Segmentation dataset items
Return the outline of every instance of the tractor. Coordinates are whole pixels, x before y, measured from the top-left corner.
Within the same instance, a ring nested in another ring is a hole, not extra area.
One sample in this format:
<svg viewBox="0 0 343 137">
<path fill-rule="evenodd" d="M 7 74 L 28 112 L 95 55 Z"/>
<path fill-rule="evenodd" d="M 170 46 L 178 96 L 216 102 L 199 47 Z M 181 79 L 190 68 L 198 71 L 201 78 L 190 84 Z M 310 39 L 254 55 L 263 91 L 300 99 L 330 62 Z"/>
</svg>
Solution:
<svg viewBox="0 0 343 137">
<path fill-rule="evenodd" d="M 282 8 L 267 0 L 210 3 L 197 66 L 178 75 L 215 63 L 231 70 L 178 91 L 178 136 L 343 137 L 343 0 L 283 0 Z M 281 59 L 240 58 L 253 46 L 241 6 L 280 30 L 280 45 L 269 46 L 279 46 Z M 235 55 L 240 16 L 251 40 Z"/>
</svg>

* * *

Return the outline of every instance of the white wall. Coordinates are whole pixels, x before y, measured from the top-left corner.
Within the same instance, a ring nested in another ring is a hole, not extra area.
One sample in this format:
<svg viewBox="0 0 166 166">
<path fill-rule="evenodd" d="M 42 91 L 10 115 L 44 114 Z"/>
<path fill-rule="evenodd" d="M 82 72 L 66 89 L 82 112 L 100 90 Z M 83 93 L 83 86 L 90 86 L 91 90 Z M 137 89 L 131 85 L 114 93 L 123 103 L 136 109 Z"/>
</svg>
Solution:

Set problem:
Please count the lines in the items above that contain the string "measured", treating uppercase and lowercase as different. Give only the number.

Answer for the task:
2